*OBJECTIF 1*
Reproduisez à l'identique le passage de l'extrait de décision de justice qui s'ouvre sur les mots « Le 16 juin 2017, la » et se clôt sur « partage des voix. ».

= = = =

Le 16 juin 2017, la caisse a maintenu sa décision de refus de prise en charge.
M. [Y] a saisi la commission spéciale des accidents du travail d'un recours, laquelle en sa séance du 14 décembre 2017 n'a pu émettre un avis, en raison d'un partage des voix.
Le 28 février 2018, M. [O] [Y] a saisi le tribunal des affaires de sécurité sociale d'Evry aux fins de reconnaissance du caractère professionnel de l'accident du 23 février 2017 et de condamnation de la caisse au paiement de la somme de 800 euros à titre de dommages et intérêts, outre celle de 300 euros au titre de l'article 700 du code de procédure civile.
Par jugement en date du 02 octobre 2018, le tribunal a :
- déclaré le recours formé par M. [O] [Y] recevable et bien fondé ;
- dit que M. [O] [Y] a bien été victime d'un accident de travail le 23 février 2017 avec toutes conséquences de droit ;
- condamné la caisse de retraite et de prévoyance de la SNCF à verser à M. [O] [Y] la somme de 300 euros à titre de dommages-intérêts et la somme de 300 euros au titre de l'article 700 du code de procédure civile.
Pour statuer ainsi le tribunal a retenu que la réalité de l'accident du travail est établie ; que le requérant a été 'sans doute victime de la part de la défenderesse d'une certaine discrimination, d'une certaine désinvolture dans le traitement de son affaire, laquelle n'aurait pas été de mise, vraisemblablement, si la victime avait été de sexe (ou de genre féminin)'.
La caisse a le 17 octobre 2018 interjeté appel de ce jugement, l'appel portant sur les chefs de condamnation à titre de dommages et intérêts et au titre de l'article 700 du code de procédure civile.
Par ses conclusions écrites soutenues oralement et déposées à l'audience par son conseil, la caisse demande à la cour, de :
- infirmer partiellement le jugement déféré en ce qu'il a condamné la caisse à verser 300 euros à M. [Y] à titre de dommages et intérêts et 300 euros au titre de l'article 700 du code de procédure civile,
y faisant droit,
- dire n'y avoir lieu à condamnation de la caisse à verser des dommages et intérêts à M. [Y] ;
- dire n'y avoir lieu à condamnation au titre de l'article 700 en première instance et en cause d'appel.

= = = =

*OBJECTIF 2*
Extrayez des entrées chaque ligne où figure la chaîne « necked », sans la modifier.

*Entrées de pointage d'objets nommés*
= = = =

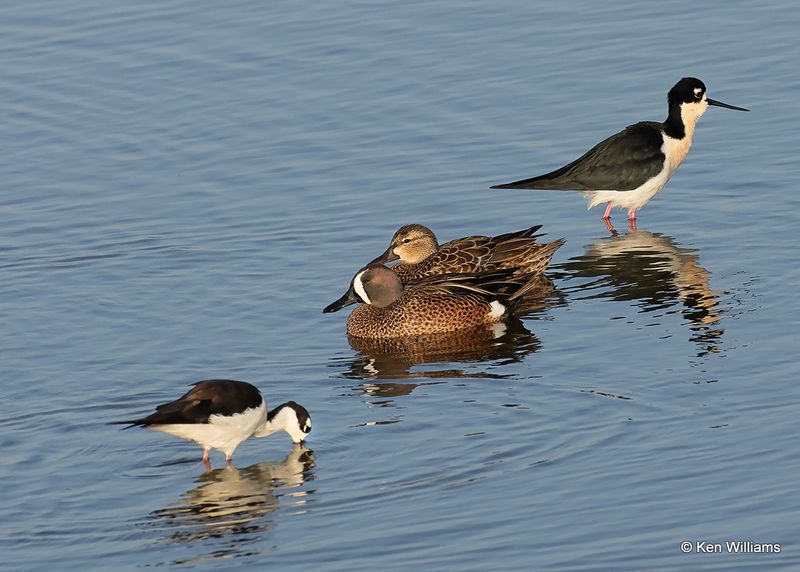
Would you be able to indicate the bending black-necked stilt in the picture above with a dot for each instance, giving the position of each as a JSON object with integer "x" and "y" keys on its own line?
{"x": 222, "y": 414}
{"x": 629, "y": 168}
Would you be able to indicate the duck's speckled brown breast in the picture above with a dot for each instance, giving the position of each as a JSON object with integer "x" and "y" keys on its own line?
{"x": 420, "y": 312}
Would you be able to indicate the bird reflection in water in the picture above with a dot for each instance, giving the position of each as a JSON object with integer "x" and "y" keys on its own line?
{"x": 231, "y": 504}
{"x": 651, "y": 269}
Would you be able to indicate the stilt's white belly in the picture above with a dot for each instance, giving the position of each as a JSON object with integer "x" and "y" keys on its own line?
{"x": 223, "y": 433}
{"x": 675, "y": 150}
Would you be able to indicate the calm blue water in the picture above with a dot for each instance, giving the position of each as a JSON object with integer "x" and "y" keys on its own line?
{"x": 184, "y": 186}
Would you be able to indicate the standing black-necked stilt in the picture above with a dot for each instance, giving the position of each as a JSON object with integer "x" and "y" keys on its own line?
{"x": 629, "y": 168}
{"x": 222, "y": 414}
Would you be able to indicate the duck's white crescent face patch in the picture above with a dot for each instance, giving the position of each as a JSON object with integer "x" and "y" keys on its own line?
{"x": 359, "y": 287}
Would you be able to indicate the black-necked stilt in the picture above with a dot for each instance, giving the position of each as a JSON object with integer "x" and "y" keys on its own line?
{"x": 629, "y": 168}
{"x": 222, "y": 414}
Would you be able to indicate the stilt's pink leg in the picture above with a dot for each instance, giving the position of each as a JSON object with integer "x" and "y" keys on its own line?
{"x": 632, "y": 219}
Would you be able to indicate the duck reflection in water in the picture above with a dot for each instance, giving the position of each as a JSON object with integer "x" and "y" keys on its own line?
{"x": 651, "y": 269}
{"x": 232, "y": 504}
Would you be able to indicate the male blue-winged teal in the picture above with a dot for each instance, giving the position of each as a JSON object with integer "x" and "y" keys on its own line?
{"x": 428, "y": 305}
{"x": 421, "y": 255}
{"x": 222, "y": 414}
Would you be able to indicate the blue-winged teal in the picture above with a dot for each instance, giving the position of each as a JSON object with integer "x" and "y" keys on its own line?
{"x": 222, "y": 414}
{"x": 421, "y": 255}
{"x": 429, "y": 305}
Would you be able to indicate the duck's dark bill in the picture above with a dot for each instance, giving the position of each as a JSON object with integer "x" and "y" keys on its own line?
{"x": 348, "y": 298}
{"x": 725, "y": 105}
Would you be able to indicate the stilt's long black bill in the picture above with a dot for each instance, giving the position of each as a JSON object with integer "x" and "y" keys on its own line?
{"x": 725, "y": 105}
{"x": 349, "y": 297}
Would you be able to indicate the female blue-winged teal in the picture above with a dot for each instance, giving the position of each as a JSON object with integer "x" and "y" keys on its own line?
{"x": 428, "y": 305}
{"x": 222, "y": 414}
{"x": 421, "y": 255}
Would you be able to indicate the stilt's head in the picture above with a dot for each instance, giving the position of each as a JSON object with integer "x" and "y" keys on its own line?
{"x": 689, "y": 96}
{"x": 290, "y": 417}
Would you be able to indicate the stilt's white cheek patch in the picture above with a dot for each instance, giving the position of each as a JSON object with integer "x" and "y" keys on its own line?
{"x": 497, "y": 309}
{"x": 359, "y": 287}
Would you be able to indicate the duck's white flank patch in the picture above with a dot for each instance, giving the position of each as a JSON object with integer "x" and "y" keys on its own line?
{"x": 497, "y": 309}
{"x": 499, "y": 330}
{"x": 359, "y": 288}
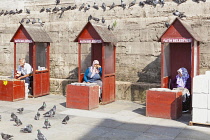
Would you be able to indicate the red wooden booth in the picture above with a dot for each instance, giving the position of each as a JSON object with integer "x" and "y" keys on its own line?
{"x": 179, "y": 48}
{"x": 39, "y": 49}
{"x": 102, "y": 48}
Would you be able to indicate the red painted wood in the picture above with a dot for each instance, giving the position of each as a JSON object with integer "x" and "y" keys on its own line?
{"x": 12, "y": 91}
{"x": 79, "y": 63}
{"x": 165, "y": 82}
{"x": 82, "y": 97}
{"x": 162, "y": 104}
{"x": 180, "y": 56}
{"x": 96, "y": 50}
{"x": 41, "y": 80}
{"x": 108, "y": 94}
{"x": 37, "y": 81}
{"x": 105, "y": 58}
{"x": 45, "y": 86}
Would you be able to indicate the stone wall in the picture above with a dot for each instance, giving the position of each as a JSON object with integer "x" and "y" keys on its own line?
{"x": 137, "y": 30}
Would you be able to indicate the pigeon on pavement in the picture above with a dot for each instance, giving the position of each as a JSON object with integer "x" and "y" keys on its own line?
{"x": 6, "y": 136}
{"x": 42, "y": 107}
{"x": 40, "y": 136}
{"x": 27, "y": 129}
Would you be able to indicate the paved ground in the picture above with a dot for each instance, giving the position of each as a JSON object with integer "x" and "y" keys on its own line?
{"x": 121, "y": 120}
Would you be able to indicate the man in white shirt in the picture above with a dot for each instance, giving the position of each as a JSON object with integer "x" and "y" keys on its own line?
{"x": 24, "y": 71}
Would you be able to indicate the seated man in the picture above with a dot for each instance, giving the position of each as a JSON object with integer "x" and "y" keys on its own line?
{"x": 182, "y": 81}
{"x": 24, "y": 71}
{"x": 93, "y": 75}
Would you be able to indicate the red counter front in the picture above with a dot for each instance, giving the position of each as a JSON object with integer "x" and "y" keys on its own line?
{"x": 164, "y": 104}
{"x": 82, "y": 97}
{"x": 12, "y": 90}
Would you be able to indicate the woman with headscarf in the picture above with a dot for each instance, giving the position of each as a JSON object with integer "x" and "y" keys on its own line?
{"x": 93, "y": 75}
{"x": 183, "y": 82}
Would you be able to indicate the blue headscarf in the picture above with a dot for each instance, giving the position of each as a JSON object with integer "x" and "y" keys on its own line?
{"x": 182, "y": 80}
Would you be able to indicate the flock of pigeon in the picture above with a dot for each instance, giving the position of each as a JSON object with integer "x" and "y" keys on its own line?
{"x": 28, "y": 128}
{"x": 87, "y": 6}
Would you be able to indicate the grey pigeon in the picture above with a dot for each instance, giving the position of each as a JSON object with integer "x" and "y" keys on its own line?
{"x": 18, "y": 122}
{"x": 13, "y": 116}
{"x": 112, "y": 6}
{"x": 42, "y": 10}
{"x": 103, "y": 6}
{"x": 6, "y": 136}
{"x": 155, "y": 2}
{"x": 179, "y": 14}
{"x": 20, "y": 110}
{"x": 179, "y": 1}
{"x": 47, "y": 123}
{"x": 41, "y": 23}
{"x": 40, "y": 136}
{"x": 162, "y": 2}
{"x": 57, "y": 2}
{"x": 28, "y": 11}
{"x": 50, "y": 113}
{"x": 132, "y": 3}
{"x": 65, "y": 120}
{"x": 68, "y": 8}
{"x": 27, "y": 129}
{"x": 123, "y": 5}
{"x": 95, "y": 6}
{"x": 82, "y": 6}
{"x": 42, "y": 107}
{"x": 90, "y": 17}
{"x": 37, "y": 116}
{"x": 86, "y": 8}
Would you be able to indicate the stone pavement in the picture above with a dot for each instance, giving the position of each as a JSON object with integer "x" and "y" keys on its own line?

= = = =

*RÉSULTAT 1*
Le 16 juin 2017, la caisse a maintenu sa décision de refus de prise en charge.
M. [Y] a saisi la commission spéciale des accidents du travail d'un recours, laquelle en sa séance du 14 décembre 2017 n'a pu émettre un avis, en raison d'un partage des voix.

*RÉSULTAT 2*
Would you be able to indicate the bending black-necked stilt in the picture above with a dot for each instance, giving the position of each as a JSON object with integer "x" and "y" keys on its own line?
Would you be able to indicate the standing black-necked stilt in the picture above with a dot for each instance, giving the position of each as a JSON object with integer "x" and "y" keys on its own line?
Would you be able to indicate the black-necked stilt in the picture above with a dot for each instance, giving the position of each as a JSON object with integer "x" and "y" keys on its own line?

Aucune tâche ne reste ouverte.